* Document text

By allowing ads to appear on this site, you support the local businesses who, in turn, support great journalism.
‘To be respected in such a man’s world is a real triumph’
ConnectSavannah Import Default Image

Those who follow modern electric blues and blues-influenced rock music likely recognize the name Susan Tedeschi.

A three-time Grammy nominee (for best New Artist, best Female Rock Vocal performance and Best Contemporary blues Album), this New England-bred guitarist and fiery soul singer has emerged over the past decade as one of the shining lights of the modern blues scene.

Trained at the famed Berklee School of Music, Tedeschi (whose surname is well-known in the Northeast from her family’s popular chain of grocery stores) came to the blues later than some, but has thrown herself into that world as few have. Since 1998, she’s released five critically-heralded albums on three different labels (she’s now on the respected Verve imprint), seen one of them certified Gold with sales of over 500,000 copies, and been tapped to open for such legendary figures as Taj Mahal and Bob Dylan, not to mention Southern blues-jazz fusion kings The Allman Brothers Band.

* Jobs
1. Name every Grammy category the article about Susan Tedeschi says she was nominated in.
2. Pick up the article about Susan Tedeschi after its last sentence and keep writing.

* Information given
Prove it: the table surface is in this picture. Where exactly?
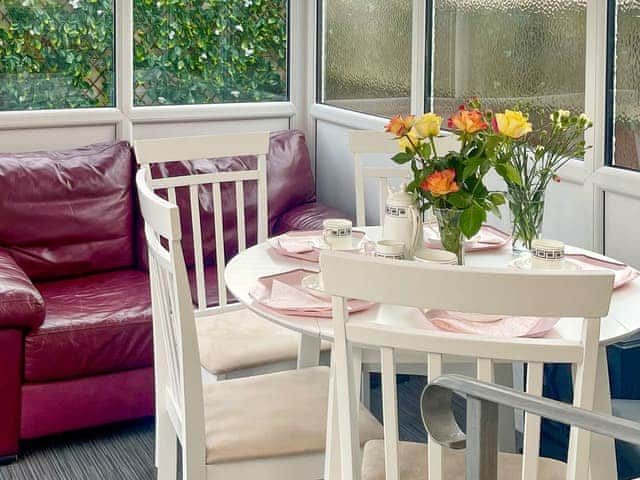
[225,227,640,345]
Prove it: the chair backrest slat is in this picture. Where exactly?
[136,170,205,462]
[349,130,460,226]
[320,252,613,480]
[212,183,227,307]
[135,132,270,315]
[189,185,207,310]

* Task-by-task answers
1.
- Best New Artist
- Best Female Rock Vocal Performance
- Best Contemporary Blues Album

2.
Her connection to the Allmans makes perfect sense. While opening for the jam stalwarts in 1999, she met, and later married, the band’s slide guitarist Derek Trucks — a former child prodigy who first hit the road when he was barely in his teens.

The immensely talented couple have since celebrated the birth of two young children, and Trucks is currently touring the world as a featured member of Eric Clapton’s latest backing band. Still, despite what might seem to the casual observer the very definition of rock luxury and music biz excess, the chipper and non-nonsense Tedeschi demurely insists that her family’s day-to-day existence is much more normal and down to earth than what others might imagine.

“This is not quite the glamorous life that everyone imagines it is,” she confides.

“People think we do it ‘cause we wanna be rich. Wrong! (laughs) We do it ‘cause we love it. We’ve had some success, though. We’ve made some records and seen the world. That was Derek’s dream, and my dream was to do that and have a kid, too. Somehow, that’s happened! (laughs)”

And though she had only recently returned from playing a showcase set at the 2007 Grammy Awards pre-show telecast with guitar icons Steve Vai and Joe Satriani, what was Tedeschi doing when I caught here at home in Jacksonville, Fla.?

“I’m making mac and cheese for me and my kids,” she says with a chuckle.

What quickly becomes obvious during our conversation is that family means everything to Tedeschi. Her devotion to her children and the ties that bind is as refreshing as it is almost quaint to hear coming from someone known more for tearing off blistering R & B lead work and bringing down the house than for making sure her five-year-old and two-year-old get the most stable and nurturing upbringing they can when their parents are globe-trotting entertainers.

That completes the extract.